**Reading passage:**
• • •
Posted at 5:00 AM, Oct 06, 2021

If you're looking for a cheaper car rental, how about renting from an individual owner?

Car sharing businesses are growing, but you need to know the rules because they are not always the same as dealing with traditional car renters.

Amy was in Boston for her daughter's hockey game when her rental car died.

"I turned it and it wouldn't start," Amy says. So she called roadside assistance.

"The first thing I asked was, 'is there a charge?'" Amy said she was told there would be no charge, so she continued.

With most rental car companies, you expect that emergency service would be included.

But Amy rented from Turo, one of a growing number of peer-to-peer car-sharing businesses.

Turo and others have offered a much cheaper way to rent as traditional car rental prices skyrocketed.

And while prices are decreasing now, Amy says she got a bargain paying $313 for what she says would have cost more than $500.

These businesses may offer cheaper prices, but they also offer a different set of rules.

Mileage is usually unlimited with most major car rental businesses. But with Turo, it's up to the owner.

Amy got 800 miles included and would pay per mile after that.

As for roadside assistance, most major companies offer basics for free. With Turo, assistance comes if an owner or renter gets a Turo protection plan.

Amy's roadside mechanic confirmed her diagnosis.

"Yeah, your battery is dead, I'm just going to give you a jump," she says about the encounter with the mechanic.

And while Amy says she was told there would be no charge, that wasn't the case.

"The next morning, I had an alert on my app: you owe $70," she says.

Amy let me know and went to Turo.

They say they take safety very seriously.

Turo says they have "strict requirements on vehicles listed" and the car Amy rented is "currently restricted" until it's inspected.

As for that roadside assistance charge, they didn't comment, but we found details in their policy.

It's something Amy says she was told after questioning the $70 charge.

"Well, there's no charge to send someone to you, but there's a charge to jump your car," she says.

Turo did send Amy an email saying they were taking a "deeper dive" into her issue.

They apologized for her frustration in dealing with the situation and Turo refunded Amy the $70.

She says her persistence was more about being told there would not be a charge, than the charge itself.

Thanks to Turo for coming through.

If you're going with peer-to-peer car rental, know exactly what you're getting.

Question the owner about a protection plan and get what is covered in writing.
• • •
**Activities:**
a – Please echo the part of the car-sharing article starting with "If you're looking" and going on through "peer-to-peer car-sharing businesses.".
b – In the car-sharing article, how many miles were included in Amy's rental before she would pay per mile?
c – In the car-sharing article, why did Amy keep questioning the roadside assistance charge?
• • •
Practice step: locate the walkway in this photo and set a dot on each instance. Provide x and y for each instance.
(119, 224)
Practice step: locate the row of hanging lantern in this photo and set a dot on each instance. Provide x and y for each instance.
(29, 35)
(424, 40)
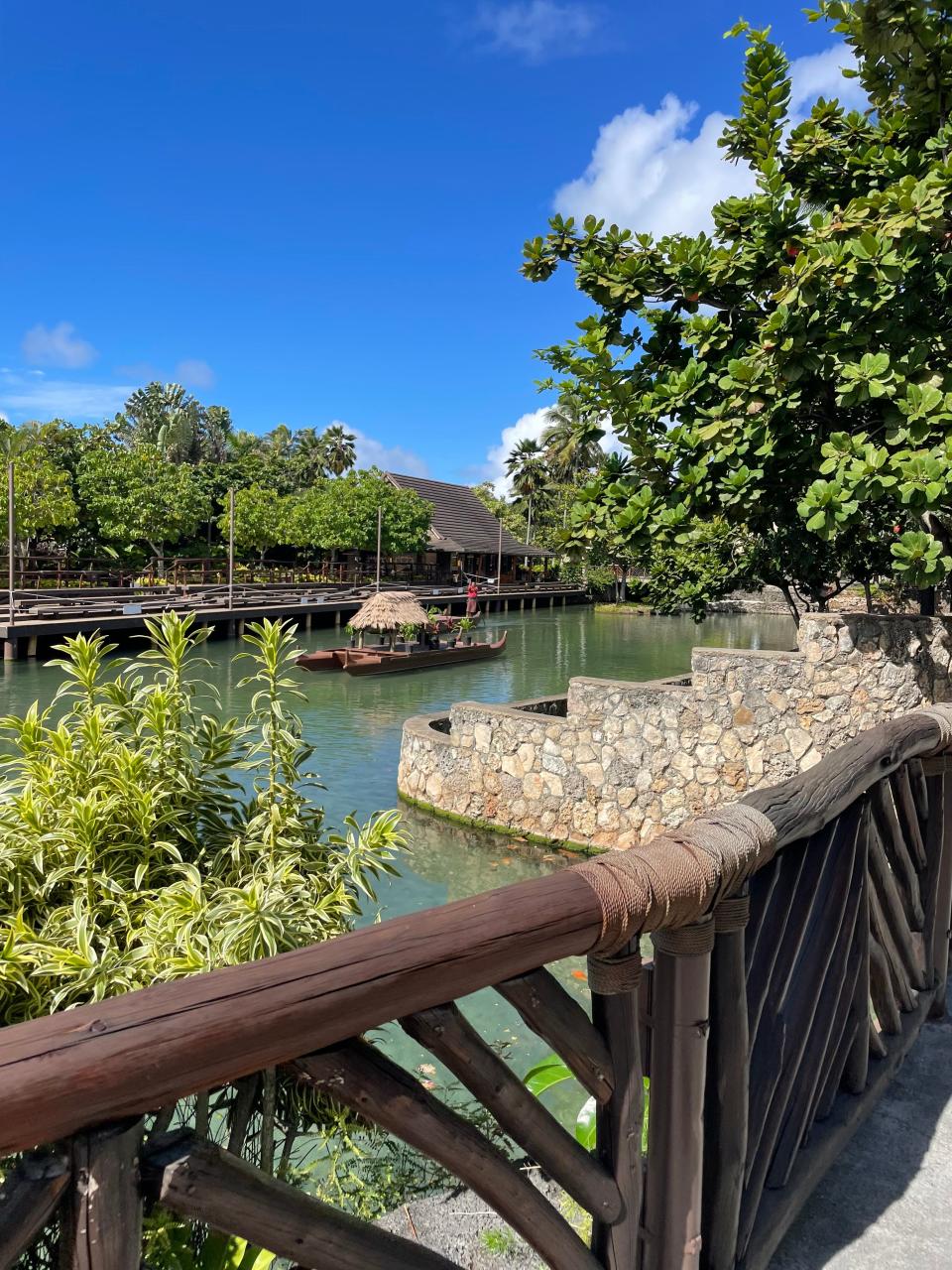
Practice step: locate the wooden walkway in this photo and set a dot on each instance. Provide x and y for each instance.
• • •
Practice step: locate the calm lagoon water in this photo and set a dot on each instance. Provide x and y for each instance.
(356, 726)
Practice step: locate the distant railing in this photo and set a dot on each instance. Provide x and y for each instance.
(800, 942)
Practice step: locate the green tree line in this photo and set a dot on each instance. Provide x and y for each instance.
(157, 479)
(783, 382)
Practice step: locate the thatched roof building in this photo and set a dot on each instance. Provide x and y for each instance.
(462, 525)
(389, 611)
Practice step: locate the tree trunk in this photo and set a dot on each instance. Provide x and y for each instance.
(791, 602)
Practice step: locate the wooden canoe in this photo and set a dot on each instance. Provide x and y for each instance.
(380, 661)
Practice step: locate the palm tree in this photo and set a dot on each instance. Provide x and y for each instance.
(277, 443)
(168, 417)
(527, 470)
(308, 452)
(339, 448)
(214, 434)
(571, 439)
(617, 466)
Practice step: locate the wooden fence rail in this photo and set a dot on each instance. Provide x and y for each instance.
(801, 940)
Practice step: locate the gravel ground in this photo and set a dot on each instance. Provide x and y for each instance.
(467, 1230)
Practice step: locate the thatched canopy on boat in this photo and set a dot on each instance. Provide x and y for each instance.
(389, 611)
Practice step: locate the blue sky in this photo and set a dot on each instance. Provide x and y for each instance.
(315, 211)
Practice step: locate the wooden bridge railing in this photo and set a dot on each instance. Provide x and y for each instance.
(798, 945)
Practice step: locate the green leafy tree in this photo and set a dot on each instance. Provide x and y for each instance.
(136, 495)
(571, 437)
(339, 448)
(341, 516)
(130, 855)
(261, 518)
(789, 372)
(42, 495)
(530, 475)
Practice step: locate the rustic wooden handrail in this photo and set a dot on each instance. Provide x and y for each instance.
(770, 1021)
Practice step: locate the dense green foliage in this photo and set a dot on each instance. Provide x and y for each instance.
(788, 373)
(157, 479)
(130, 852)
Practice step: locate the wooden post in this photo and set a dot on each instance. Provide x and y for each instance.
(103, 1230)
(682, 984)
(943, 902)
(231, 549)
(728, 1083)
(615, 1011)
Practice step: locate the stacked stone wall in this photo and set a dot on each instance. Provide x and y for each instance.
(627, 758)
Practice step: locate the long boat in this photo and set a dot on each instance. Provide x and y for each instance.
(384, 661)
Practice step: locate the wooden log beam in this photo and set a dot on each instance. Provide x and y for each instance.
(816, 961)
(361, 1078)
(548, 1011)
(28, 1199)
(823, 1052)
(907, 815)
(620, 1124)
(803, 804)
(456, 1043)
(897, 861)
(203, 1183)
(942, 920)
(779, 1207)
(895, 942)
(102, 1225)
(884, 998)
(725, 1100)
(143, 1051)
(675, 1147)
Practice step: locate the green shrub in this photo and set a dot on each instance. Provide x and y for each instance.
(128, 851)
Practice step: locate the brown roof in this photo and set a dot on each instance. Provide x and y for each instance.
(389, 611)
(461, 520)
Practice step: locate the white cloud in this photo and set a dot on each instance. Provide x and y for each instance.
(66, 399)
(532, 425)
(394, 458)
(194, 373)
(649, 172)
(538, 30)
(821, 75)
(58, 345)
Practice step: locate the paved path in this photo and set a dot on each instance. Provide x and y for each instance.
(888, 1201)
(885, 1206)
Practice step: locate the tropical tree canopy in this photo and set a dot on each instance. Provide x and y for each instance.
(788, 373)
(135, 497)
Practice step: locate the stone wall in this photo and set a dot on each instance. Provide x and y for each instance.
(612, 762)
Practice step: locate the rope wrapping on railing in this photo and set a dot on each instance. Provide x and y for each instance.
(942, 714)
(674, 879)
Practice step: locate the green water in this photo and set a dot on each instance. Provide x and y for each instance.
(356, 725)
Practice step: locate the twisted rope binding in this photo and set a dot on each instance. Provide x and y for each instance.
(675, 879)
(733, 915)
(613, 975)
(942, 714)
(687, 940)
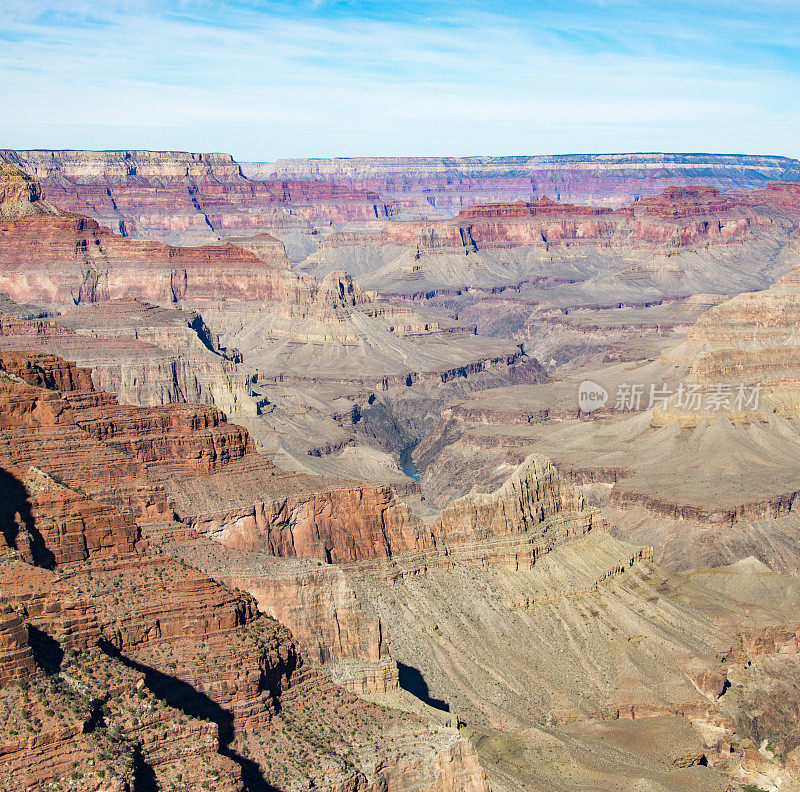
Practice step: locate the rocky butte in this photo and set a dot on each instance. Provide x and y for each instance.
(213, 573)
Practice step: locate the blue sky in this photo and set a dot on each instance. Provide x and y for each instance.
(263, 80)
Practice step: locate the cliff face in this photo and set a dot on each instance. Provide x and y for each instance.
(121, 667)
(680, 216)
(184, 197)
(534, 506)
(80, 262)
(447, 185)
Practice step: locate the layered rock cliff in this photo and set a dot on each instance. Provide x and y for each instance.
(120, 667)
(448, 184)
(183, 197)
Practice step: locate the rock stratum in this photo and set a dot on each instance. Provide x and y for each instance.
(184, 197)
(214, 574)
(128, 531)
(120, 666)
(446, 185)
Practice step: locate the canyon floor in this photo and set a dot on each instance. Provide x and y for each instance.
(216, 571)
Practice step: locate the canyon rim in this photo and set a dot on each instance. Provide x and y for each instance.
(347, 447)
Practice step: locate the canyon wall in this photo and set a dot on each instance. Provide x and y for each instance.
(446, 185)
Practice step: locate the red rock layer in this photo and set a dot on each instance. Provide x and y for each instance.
• • •
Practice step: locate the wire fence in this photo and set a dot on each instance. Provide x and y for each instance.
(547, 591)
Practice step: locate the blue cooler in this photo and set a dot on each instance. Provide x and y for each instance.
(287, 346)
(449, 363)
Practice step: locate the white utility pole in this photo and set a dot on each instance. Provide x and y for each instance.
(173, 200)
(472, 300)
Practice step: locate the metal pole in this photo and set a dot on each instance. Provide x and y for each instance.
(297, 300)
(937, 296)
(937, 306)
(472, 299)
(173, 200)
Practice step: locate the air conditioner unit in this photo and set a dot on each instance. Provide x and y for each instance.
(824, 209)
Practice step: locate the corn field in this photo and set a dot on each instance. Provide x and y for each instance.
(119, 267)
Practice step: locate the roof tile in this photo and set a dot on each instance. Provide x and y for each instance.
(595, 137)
• • •
**Solutions to the problems:**
a –
If you're looking for a cheaper car rental, how about renting from an individual owner?

Car sharing businesses are growing, but you need to know the rules because they are not always the same as dealing with traditional car renters.

Amy was in Boston for her daughter's hockey game when her rental car died.

"I turned it and it wouldn't start," Amy says. So she called roadside assistance.

"The first thing I asked was, 'is there a charge?'" Amy said she was told there would be no charge, so she continued.

With most rental car companies, you expect that emergency service would be included.

But Amy rented from Turo, one of a growing number of peer-to-peer car-sharing businesses.

b – 800 miles.

c – Amy pressed the issue mainly because she had been told there would be no charge. The charge itself mattered less to her.